-------- Input data --------

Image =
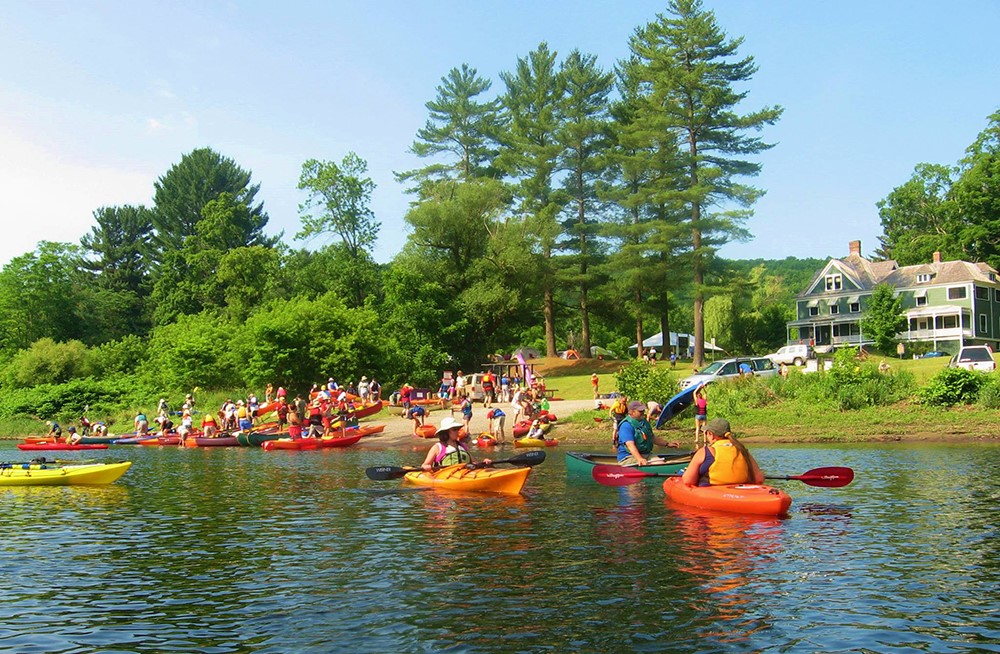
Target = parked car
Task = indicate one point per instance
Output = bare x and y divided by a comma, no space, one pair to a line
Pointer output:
794,354
974,357
730,369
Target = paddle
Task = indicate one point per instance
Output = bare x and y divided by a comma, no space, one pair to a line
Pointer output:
832,477
383,473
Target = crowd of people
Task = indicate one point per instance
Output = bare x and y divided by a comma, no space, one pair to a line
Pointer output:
455,394
327,408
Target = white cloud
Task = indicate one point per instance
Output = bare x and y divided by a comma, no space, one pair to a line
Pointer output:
47,196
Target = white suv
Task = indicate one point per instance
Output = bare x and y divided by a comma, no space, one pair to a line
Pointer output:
796,354
974,357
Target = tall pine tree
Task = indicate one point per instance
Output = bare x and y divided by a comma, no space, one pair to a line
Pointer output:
688,72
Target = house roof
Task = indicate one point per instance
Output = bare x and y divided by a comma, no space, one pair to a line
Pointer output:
946,272
867,274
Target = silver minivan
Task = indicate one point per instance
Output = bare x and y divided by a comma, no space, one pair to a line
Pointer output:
974,357
730,369
794,354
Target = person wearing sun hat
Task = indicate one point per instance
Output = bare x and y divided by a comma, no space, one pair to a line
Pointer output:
635,437
723,460
449,450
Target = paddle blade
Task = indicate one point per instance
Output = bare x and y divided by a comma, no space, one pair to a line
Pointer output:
532,458
384,473
618,475
832,477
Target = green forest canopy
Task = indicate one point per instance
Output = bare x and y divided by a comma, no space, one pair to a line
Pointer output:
558,212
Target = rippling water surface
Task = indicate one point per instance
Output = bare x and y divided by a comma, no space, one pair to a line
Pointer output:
240,550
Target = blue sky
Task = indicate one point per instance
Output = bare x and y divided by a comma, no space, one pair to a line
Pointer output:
98,99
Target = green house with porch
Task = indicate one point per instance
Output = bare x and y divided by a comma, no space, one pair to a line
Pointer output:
947,304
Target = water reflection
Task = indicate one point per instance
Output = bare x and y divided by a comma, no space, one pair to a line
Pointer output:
240,550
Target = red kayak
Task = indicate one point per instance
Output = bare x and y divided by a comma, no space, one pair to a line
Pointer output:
341,441
310,443
59,446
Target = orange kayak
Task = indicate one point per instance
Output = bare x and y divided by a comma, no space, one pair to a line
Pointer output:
755,499
461,478
535,442
426,431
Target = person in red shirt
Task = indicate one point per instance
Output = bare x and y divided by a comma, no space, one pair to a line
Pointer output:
209,425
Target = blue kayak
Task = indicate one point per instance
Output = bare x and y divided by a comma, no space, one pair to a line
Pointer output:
676,404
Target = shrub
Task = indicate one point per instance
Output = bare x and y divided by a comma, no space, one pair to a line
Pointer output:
68,401
640,381
952,386
989,392
47,362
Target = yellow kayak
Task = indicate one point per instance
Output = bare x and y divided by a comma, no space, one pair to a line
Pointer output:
34,474
459,477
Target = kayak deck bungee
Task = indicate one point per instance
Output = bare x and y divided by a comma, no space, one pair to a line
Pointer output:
59,446
45,475
756,499
460,477
535,442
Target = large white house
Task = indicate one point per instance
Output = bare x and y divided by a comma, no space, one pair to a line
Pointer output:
947,303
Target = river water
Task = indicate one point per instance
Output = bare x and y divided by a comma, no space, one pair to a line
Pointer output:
240,550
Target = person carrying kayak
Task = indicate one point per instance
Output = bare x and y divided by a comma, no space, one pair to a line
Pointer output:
635,437
724,460
416,414
449,449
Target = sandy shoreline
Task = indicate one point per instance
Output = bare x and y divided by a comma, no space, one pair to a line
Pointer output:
399,431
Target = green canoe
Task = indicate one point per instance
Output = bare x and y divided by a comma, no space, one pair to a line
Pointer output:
582,463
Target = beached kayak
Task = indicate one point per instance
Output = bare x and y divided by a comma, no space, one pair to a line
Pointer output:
215,441
160,440
734,498
58,446
425,431
459,477
583,462
311,443
535,442
485,440
33,474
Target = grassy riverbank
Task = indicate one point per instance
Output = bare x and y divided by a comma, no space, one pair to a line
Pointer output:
782,420
793,421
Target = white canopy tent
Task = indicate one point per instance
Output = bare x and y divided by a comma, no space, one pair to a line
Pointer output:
656,340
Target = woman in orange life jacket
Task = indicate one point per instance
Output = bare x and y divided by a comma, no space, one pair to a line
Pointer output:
724,460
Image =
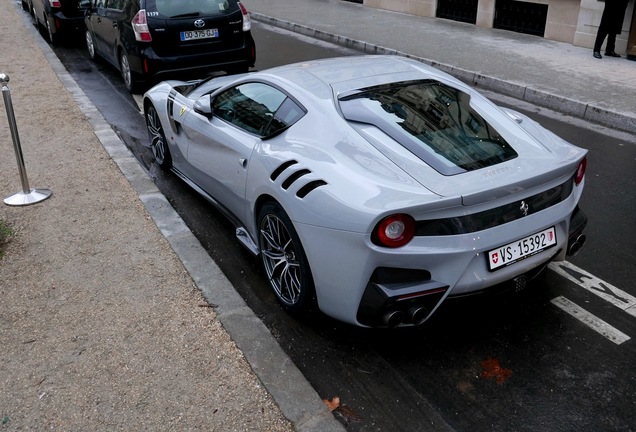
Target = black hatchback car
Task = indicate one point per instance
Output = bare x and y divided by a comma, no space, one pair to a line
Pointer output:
157,39
57,17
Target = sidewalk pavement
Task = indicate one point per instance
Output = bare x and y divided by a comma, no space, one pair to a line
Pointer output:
555,75
112,315
104,292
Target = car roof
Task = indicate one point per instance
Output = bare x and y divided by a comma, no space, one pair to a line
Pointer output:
346,74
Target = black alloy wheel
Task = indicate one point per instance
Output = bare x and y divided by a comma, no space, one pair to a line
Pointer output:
126,73
158,143
284,260
90,44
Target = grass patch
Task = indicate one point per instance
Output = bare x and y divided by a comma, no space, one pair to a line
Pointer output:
5,234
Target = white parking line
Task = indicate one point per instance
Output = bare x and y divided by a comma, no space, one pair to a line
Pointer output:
606,291
590,320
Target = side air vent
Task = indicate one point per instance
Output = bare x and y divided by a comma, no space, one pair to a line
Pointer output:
295,176
281,168
303,191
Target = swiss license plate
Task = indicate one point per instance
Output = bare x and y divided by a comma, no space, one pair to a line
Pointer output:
199,34
520,249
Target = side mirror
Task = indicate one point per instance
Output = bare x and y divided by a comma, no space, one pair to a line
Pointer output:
203,106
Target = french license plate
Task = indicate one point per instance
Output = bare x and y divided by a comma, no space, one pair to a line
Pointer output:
520,249
199,34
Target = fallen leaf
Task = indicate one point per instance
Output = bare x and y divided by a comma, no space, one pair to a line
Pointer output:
333,403
492,369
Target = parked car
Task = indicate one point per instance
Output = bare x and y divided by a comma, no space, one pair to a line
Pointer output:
58,18
155,39
373,187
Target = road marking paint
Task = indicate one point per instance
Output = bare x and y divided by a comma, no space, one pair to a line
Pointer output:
593,322
606,291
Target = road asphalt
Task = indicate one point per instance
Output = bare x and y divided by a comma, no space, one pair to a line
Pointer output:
113,315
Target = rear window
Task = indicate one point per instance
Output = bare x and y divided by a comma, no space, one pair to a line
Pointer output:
192,8
433,121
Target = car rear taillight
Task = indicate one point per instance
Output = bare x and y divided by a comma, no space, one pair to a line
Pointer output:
580,172
394,231
247,23
140,27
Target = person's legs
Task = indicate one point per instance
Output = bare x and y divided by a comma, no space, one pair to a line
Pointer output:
611,45
600,37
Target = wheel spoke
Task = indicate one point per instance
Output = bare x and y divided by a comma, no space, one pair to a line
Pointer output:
283,270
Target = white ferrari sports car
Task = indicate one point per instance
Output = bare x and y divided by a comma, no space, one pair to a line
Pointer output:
373,187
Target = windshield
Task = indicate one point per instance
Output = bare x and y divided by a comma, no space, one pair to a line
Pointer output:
433,121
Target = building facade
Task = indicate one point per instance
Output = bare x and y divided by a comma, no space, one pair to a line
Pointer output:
570,21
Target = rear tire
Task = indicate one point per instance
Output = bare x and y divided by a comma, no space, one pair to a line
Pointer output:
157,137
90,44
49,30
127,74
284,260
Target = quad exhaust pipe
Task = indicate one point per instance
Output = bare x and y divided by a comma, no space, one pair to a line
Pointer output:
416,315
575,246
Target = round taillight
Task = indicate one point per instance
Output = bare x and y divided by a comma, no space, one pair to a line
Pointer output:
394,231
580,172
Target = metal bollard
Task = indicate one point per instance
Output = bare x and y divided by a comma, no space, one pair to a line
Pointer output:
27,196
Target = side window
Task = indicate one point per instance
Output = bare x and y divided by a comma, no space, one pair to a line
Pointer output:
256,108
115,4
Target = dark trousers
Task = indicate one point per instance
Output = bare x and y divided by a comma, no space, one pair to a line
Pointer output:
600,37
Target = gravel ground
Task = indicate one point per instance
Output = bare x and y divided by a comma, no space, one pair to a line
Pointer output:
101,327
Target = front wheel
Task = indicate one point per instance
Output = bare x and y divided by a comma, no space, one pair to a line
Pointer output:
157,137
284,260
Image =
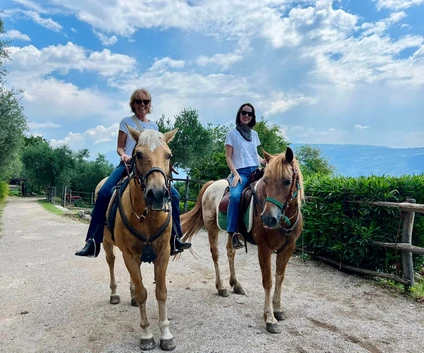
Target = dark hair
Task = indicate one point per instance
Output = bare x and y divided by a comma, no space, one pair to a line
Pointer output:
134,95
252,122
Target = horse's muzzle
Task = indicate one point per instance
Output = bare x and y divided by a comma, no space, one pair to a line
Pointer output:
269,221
157,198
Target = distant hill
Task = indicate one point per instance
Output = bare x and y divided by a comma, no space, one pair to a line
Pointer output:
361,160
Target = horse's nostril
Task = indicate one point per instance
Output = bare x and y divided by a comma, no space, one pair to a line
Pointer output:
269,221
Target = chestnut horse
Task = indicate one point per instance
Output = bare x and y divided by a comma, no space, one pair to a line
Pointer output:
142,229
277,223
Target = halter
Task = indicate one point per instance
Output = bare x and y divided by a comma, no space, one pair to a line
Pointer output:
295,187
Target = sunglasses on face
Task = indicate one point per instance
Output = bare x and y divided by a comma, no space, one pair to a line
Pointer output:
243,112
144,101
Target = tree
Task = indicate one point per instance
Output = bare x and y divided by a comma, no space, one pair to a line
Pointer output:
312,162
13,123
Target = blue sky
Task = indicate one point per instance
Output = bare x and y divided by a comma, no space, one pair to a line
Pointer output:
344,72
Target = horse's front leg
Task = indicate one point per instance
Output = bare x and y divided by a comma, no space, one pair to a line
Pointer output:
231,254
110,259
161,265
264,254
214,249
280,269
147,341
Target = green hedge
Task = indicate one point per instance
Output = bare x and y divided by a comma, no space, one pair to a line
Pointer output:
343,231
4,190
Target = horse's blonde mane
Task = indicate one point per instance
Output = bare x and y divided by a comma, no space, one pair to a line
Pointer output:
151,139
278,167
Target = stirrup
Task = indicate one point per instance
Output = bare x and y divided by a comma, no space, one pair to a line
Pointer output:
235,242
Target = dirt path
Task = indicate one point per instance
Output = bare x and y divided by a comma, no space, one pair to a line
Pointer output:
53,301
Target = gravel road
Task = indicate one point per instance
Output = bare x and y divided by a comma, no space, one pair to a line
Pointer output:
53,301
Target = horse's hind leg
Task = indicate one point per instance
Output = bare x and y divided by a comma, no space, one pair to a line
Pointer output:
147,341
166,338
280,269
110,259
213,232
231,254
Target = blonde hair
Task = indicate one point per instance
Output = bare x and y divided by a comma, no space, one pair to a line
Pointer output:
135,94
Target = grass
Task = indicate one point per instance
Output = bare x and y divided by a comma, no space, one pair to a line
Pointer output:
50,207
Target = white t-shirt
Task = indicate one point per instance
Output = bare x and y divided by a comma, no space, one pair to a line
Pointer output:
244,152
130,143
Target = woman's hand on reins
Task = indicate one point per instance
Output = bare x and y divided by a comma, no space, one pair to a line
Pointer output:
126,158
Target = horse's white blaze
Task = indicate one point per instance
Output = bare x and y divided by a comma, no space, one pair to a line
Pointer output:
152,139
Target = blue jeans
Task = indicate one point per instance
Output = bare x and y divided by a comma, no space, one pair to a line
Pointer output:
98,214
235,197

--------

**Directions for this task**
Your answer should consist of the lines of the listing that contain "green", copied as they stand.

**Result below**
Target = green forest canopy
Target = green house with porch
Target = green canoe
Target = green hedge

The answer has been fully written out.